▶ **Task requirements**
Would you retype all of these records exactly?

_ _ _

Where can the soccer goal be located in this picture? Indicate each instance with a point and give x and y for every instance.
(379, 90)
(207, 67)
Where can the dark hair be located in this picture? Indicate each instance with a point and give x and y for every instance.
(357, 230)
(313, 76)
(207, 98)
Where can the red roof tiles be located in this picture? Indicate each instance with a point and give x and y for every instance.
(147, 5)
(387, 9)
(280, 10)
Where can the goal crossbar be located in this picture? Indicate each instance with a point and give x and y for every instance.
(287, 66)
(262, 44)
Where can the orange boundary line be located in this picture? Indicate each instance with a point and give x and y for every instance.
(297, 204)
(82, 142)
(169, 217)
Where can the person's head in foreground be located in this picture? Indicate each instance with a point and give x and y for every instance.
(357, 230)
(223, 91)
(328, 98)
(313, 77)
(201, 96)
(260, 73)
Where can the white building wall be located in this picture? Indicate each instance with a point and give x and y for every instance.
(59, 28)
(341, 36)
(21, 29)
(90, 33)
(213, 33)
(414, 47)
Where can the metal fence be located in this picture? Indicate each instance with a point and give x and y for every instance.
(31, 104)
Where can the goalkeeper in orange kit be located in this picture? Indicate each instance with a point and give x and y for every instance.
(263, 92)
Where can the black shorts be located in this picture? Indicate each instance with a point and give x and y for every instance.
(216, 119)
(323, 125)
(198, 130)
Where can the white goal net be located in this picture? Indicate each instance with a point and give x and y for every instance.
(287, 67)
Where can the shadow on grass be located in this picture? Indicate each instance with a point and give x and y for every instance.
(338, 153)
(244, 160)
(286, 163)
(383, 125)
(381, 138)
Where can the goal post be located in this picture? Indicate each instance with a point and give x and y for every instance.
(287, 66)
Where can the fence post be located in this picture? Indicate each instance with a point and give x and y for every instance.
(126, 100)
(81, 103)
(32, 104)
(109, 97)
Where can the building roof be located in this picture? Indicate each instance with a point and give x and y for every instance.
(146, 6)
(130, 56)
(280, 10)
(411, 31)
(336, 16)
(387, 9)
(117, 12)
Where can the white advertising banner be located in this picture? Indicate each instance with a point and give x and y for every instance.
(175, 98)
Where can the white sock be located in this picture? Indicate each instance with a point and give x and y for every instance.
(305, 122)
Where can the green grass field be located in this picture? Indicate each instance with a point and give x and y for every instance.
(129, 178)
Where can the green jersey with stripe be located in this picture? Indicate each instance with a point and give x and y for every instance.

_ _ _

▶ **Answer for the task**
Where can the soccer goal be located in this picture? Indicate each instance with a point and give x and y for every instance.
(379, 90)
(207, 67)
Where can the dark hair be located in this picture? Indicate each instance with a point and give x and y for every instance.
(357, 230)
(313, 76)
(207, 98)
Where can the red roof tiles be located in this picture? Indicate each instance with a point and give x and y for every instance.
(147, 5)
(387, 9)
(280, 10)
Where can the goal crossbar be located in this picture? Indicate each instance with a point and give x and y for every instance.
(287, 66)
(262, 44)
Where can the orange boundary line be located in this picture? Indicate each instance with a point and give x and y for every instance.
(297, 204)
(82, 142)
(169, 217)
Where can the person's head in foreground be located in this picture? Indicate each instance with a point and give x and y for every instance.
(357, 230)
(223, 91)
(328, 98)
(313, 77)
(201, 96)
(260, 73)
Where can the white building wall be located in this picture? Indicate each instance with a point and give x and y for every instance.
(59, 28)
(341, 36)
(21, 29)
(90, 33)
(213, 33)
(414, 47)
Where can the metal fence be located in this picture? Indicate each instance with a point and give x and y for every instance.
(31, 104)
Where can the goalkeeper in orange kit be located in this picture? Indicate each instance with a point and give x and y for every instance.
(263, 92)
Where can the black shorts be located in this picture? Indicate each instance with a point and give x and y for every instance.
(216, 119)
(323, 125)
(198, 130)
Where can the white goal net be located in this picture? Indicate each instance with a point and give x and y for every instance.
(287, 67)
Where can the shadow on grass be located in this picture? Indicate each instance with a point and give x and y for every instance.
(338, 153)
(244, 160)
(286, 163)
(383, 125)
(381, 138)
Where can the goal post be located in this picture? Indicate each instance with a point and give x and y for every instance.
(287, 66)
Where can the fence post be located in this picture? Indicate each instance with a point and give x and y for every instance.
(126, 100)
(81, 103)
(32, 104)
(109, 97)
Where can the building roof be located in this picture? Indicate each instance with a point and give x and y for every instance.
(146, 6)
(130, 56)
(280, 10)
(411, 31)
(336, 16)
(387, 9)
(117, 12)
Where can the white advertising banner be located in this picture? Indicate each instance with a point and give x and y for every instance.
(175, 98)
Where can the white sock be located in this picture? Indicate each instance with a point and give x and y for every instance.
(305, 122)
Where can the green grass field be located in this picture? Indicate each instance with a point and give x and y for every instance.
(129, 178)
Where can the green jersey with stripe be located in this picture? Indicate each instance with a point and give x and y for every instance.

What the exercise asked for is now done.